GESTELLTE AUFGABE 1
Prüfe anhand des Textauszugs über Annette Hess, ob die folgenden Aussagen zutreffen: (a) Annette Hess wurde 1967 in Hannover geboren. (b) Seit 1998 arbeitet sie nur noch als Drehbuchautorin. (c) Der Thriller Heiße Spur beruht auf einem Roman von Charlotte Link. Antworte jeweils mit Ja oder Nein und zitiere die entscheidenden Worte wörtlich.
GESTELLTE AUFGABE 2
Fasse den Textauszug über Annette Hess in zwei Sätzen zusammen.
GESTELLTE AUFGABE 3
Schreibe die Stelle des Textauszugs über Annette Hess von „Eine weitere große“ bis „von Linda Howard.“ Wort für Wort ab.

TEXTAUSZUG
──────────────────────────────
Das Magazin - Interviews & Berichte
Weißensee - Interview mit Annette Hess
Mittwoch, 30.8.2010 | Autor: mz

Nach dem Studium der Malerei und Innenarchitektur absolvierte die die 1967 in Hannover geborene Annette Hess an der Hochschule der Künste Berlin den Studiengang „Szenisches Schreiben“. Danach arbeitete sie als feie Journalistin, Regie- und Ausstattungs-assistentin am Theater und für Fernsehproduktionen. Als Programmassistentin beim SFB-Kinderprogramm realisierte sie diverse Fernsehbeiträge.

Seit 1998 ist sie ausschließlich als Drehbuchautorin tätig. Bereits mit ihrem ersten Fernsehfilm In Liebe eine Eins mit Anna Loos in der Rolle einer geistig zurückgebliebenen Mutter gelang ihr ein großer Publikumserfolg. Mit dem viel beachteten ARD-Zweiteiler Die Frau vom Checkpoint Charlie mit Veronica Ferres in der Hauptrolle schrieb sie einen der erfolgreichsten Fernsehfilme des Jahres 2007.

Eine weitere große Stärke von Annette Hess liegt in der Adaptation literarischer Vorlagen. Der Zweiteiler Das Echo der Schuld und Der Fremde Gast entstanden nach Romanen von Charlotte Link, der Thriller Heiße Spur nach dem Roman von Linda Howard.

Mit großem handwerklichem Können erzählt sie packende, berührende, nachhaltig beeindruckende Geschichten, die zumeist gesellschaftlich relevante Themen in den Fokus stellen - wie derzeit in Weißensee. Wie es dazu kam und was wir sonst noch von ihr erwarten können, das erzählt uns jetzt Annette Hess:

Wie sind Sie auf die Idee zu Weißensee gekom-men?
──────────────────────────────
BEREITGESTELLTES MATERIAL

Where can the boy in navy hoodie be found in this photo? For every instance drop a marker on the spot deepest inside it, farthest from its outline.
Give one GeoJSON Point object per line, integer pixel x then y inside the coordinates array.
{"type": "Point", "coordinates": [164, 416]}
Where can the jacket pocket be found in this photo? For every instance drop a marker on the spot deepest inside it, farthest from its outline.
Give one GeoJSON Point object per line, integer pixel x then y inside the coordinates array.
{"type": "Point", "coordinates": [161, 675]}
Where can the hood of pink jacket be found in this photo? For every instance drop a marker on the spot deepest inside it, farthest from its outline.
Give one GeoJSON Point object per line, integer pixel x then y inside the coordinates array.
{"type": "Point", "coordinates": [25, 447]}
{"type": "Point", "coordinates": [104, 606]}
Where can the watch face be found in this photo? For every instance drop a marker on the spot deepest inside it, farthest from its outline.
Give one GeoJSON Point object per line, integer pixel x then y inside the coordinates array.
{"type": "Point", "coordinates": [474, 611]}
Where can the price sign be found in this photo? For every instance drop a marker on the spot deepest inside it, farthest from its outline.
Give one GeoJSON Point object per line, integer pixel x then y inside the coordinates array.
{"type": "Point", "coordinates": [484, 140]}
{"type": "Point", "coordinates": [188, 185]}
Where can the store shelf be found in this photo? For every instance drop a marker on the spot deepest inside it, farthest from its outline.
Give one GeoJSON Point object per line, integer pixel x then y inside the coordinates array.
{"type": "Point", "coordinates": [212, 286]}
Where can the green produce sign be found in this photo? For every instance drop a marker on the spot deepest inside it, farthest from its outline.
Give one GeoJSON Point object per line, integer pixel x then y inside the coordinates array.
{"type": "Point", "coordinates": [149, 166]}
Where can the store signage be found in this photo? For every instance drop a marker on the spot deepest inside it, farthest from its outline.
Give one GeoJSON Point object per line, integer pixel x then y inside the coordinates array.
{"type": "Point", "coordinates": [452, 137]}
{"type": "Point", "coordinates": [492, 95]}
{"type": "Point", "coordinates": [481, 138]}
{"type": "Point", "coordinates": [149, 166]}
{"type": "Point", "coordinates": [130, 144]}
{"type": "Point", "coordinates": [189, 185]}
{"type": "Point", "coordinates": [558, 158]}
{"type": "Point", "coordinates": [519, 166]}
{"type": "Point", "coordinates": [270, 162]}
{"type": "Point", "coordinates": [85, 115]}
──────────────────────────────
ERGEBNIS DER AUFGABE 1
(a) Ja: „die 1967 in Hannover geborene Annette Hess“
(b) Ja: „Seit 1998 ist sie ausschließlich als Drehbuchautorin tätig.“
(c) Nein: „der Thriller Heiße Spur nach dem Roman von Linda Howard“

ERGEBNIS DER AUFGABE 2
Annette Hess, 1967 in Hannover geboren, studierte Malerei, Innenarchitektur und Szenisches Schreiben und arbeitete danach unter anderem als freie Journalistin sowie als Assistentin am Theater und für Fernsehproduktionen. Seit 1998 schreibt sie ausschließlich Drehbücher, darunter erfolgreiche Fernsehfilme wie In Liebe eine Eins und Die Frau vom Checkpoint Charlie, adaptiert auch Romane von Charlotte Link und Linda Howard und stellt meist gesellschaftlich relevante Themen in den Fokus, wie derzeit in Weißensee.

ERGEBNIS DER AUFGABE 3
Eine weitere große Stärke von Annette Hess liegt in der Adaptation literarischer Vorlagen. Der Zweiteiler Das Echo der Schuld und Der Fremde Gast entstanden nach Romanen von Charlotte Link, der Thriller Heiße Spur nach dem Roman von Linda Howard.